▶ **Activity**: Print the listing below exactly, images excluded.

****

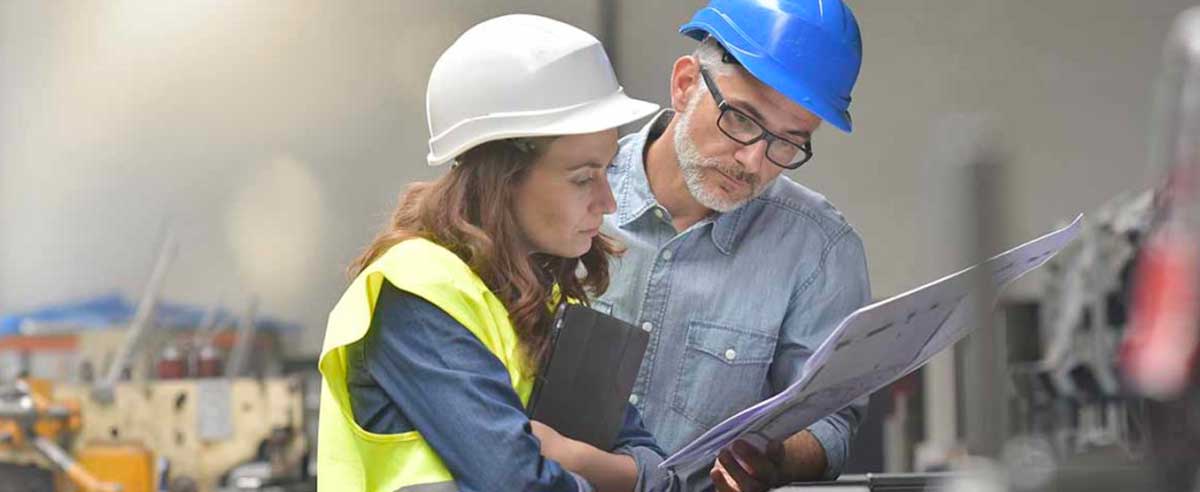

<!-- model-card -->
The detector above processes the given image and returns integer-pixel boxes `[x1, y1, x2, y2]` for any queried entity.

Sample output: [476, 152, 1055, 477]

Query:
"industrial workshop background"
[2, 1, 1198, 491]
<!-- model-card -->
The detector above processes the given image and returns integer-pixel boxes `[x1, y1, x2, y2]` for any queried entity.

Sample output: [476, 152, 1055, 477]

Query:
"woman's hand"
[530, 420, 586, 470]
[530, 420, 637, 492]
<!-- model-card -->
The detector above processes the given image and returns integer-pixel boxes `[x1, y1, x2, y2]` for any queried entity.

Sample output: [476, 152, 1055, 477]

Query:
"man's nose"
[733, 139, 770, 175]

****

▶ **Result of this task**:
<!-- model-card -->
The detector above processes the given image and returns integer-pixel boxes `[x1, y1, x2, y2]` for any queried entity.

Sample output: [476, 152, 1055, 477]

Query:
"industrial workshop background"
[2, 1, 1198, 491]
<!-- model-card -->
The detector above processes the given image and returns integer-pixel boxes `[x1, y1, x2, y2]` for any queried entity.

Sample output: [476, 152, 1055, 477]

Query:
"woman's hand"
[530, 420, 586, 470]
[530, 420, 637, 492]
<!-- model-card -->
The detector above processes the given image and returns integer-pixel boxes `[x1, y1, x2, y2]` for any queried entity.

Sample output: [476, 152, 1055, 477]

Query:
"man's nose"
[733, 139, 770, 175]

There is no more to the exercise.